Direction A: Count the rows that contain the word "below", treating case as significant. Please reply with the number alone.

You are not understanding the difference between these two very polar opposite Laws/Covenants.  This is why you're having problems reconciling NT scripture.  Because Paul is not contradicting himself when he tells us to not do one tradition and to "hold fast" and do another tradition.   

This is why then that the apostle Paul tells us this:  2 Thessalonians 3:6

Now we command you, brethren, in the name of our Lord Jesus Christ, that ye withdraw yourselves from every brother that [U][SIZE=4]walketh disorderly, and not after the tradition which he received of us.  

 

Paul is telling the difference between Christian tradition and the OT Jewish traditions there.  Do you see that?

Then here again Paul tells us which traditions we are to stand fast and hold on to--being our Christian traditions and not the OT Jewish ones:


2 Thessalonians 2:15

Therefore, brethren, stand fast, and hold the traditions which ye have been taught, whether by word, or our epistle.






Mark 7  

Then came together unto him the Pharisees, and certain of the scribes, which came from Jerusalem. And when they saw some of his disciples eat bread with defiled, that is to say, with unwashen, hands, they found fault. For the Pharisees, and all the Jews, except they wash their hands oft, eat not, holding the tradition of the elders. ...

Bible search results




Matthew 15:2

Why do thy disciples transgress the tradition of the elders? for they wash not their hands when they eat bread.



Matthew 15:3

But he answered and said unto them, Why do ye also transgress the commandment of God by your tradition?



Matthew 15:6

And honour not his father or his mother, he shall be free. Thus have ye made the commandment of God of none effect by your tradition.



Mark 7:3

For the Pharisees, and all the Jews, except they wash their hands oft, eat not, holding the tradition of the elders.

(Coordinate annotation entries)
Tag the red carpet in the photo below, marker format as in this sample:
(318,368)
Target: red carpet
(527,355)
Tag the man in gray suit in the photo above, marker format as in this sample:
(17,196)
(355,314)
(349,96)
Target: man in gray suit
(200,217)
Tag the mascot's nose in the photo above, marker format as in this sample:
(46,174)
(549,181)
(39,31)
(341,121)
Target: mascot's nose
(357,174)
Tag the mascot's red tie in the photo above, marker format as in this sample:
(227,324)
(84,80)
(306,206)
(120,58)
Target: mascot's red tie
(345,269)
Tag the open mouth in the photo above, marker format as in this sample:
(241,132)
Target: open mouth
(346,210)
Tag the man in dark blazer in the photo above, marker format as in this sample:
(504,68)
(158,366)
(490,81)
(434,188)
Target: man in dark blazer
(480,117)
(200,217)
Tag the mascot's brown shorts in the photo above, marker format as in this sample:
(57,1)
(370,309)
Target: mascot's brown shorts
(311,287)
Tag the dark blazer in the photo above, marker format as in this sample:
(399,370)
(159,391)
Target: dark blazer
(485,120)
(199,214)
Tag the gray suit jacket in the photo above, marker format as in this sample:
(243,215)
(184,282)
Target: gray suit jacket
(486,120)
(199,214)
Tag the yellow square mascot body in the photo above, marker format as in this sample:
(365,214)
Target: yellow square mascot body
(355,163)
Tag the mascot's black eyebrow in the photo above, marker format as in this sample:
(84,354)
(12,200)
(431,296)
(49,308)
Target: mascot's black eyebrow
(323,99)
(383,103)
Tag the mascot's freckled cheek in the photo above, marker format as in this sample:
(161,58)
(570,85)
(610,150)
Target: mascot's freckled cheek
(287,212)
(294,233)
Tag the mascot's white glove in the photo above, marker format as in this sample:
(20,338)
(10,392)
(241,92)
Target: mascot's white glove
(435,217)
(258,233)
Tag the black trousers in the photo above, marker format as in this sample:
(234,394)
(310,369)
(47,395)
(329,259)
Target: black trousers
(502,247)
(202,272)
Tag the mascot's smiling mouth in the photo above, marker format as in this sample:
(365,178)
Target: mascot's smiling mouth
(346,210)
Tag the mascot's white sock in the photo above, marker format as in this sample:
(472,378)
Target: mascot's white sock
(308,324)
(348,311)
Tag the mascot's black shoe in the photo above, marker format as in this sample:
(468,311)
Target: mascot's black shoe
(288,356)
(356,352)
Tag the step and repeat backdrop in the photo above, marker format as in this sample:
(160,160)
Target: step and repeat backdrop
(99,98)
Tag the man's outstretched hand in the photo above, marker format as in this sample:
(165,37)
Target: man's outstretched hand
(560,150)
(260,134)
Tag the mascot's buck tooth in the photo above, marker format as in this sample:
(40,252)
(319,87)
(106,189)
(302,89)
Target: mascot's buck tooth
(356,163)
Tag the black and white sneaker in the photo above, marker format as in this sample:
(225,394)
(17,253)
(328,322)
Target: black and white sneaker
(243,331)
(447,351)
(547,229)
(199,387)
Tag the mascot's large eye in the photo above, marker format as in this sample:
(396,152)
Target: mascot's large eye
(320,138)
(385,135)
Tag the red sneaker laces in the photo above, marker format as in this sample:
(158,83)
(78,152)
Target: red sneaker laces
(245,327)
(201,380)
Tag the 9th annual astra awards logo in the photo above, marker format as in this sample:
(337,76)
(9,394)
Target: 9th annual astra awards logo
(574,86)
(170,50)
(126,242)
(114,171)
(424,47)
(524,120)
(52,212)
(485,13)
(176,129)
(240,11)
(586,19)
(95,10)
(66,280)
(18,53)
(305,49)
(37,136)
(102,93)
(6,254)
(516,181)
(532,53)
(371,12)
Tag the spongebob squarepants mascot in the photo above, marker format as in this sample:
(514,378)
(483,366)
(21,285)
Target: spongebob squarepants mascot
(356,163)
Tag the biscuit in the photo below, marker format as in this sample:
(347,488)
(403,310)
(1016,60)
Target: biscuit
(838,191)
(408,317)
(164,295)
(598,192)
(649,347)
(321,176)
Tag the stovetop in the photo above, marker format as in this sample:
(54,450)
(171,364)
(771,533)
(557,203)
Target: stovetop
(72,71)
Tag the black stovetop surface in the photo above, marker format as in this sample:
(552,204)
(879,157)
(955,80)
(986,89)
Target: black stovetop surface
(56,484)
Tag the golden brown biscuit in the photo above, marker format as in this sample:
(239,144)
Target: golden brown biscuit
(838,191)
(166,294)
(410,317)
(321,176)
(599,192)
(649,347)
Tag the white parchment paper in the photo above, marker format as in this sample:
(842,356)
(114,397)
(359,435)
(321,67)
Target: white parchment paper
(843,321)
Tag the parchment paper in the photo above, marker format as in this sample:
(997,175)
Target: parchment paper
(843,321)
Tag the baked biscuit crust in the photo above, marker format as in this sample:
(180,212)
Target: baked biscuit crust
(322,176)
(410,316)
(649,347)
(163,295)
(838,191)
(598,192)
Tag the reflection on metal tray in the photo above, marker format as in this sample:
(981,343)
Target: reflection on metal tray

Direction B: In the post about traditions, rewrite the stretch from "Then came together" through "they eat bread.", substituting "followers" for "disciples" each time it occurs.

Right answer A: 2

Right answer B:
Then came together unto him the Pharisees, and certain of the scribes, which came from Jerusalem. And when they saw some of his followers eat bread with defiled, that is to say, with unwashen, hands, they found fault. For the Pharisees, and all the Jews, except they wash their hands oft, eat not, holding the tradition of the elders. ...

Bible search results




Matthew 15:2

Why do thy followers transgress the tradition of the elders? for they wash not their hands when they eat bread.